**What to do:** Working through the lines below, return each one that holds "geojson".

**Data to use:**
----

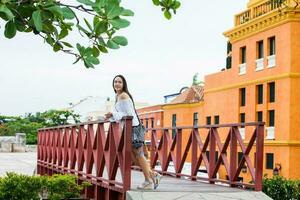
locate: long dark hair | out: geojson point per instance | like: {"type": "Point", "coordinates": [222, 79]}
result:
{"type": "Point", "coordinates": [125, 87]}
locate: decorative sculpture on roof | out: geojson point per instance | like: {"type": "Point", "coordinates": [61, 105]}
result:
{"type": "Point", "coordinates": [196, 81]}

----

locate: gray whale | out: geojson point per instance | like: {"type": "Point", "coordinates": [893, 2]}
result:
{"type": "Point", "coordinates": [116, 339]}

----

**Written answer:**
locate: long dark hair | out: geojson point per instance | like: {"type": "Point", "coordinates": [222, 79]}
locate: decorative sculpture on roof | out: geojson point per instance | like: {"type": "Point", "coordinates": [61, 105]}
locate: gray whale | out: geojson point per instance | like: {"type": "Point", "coordinates": [893, 2]}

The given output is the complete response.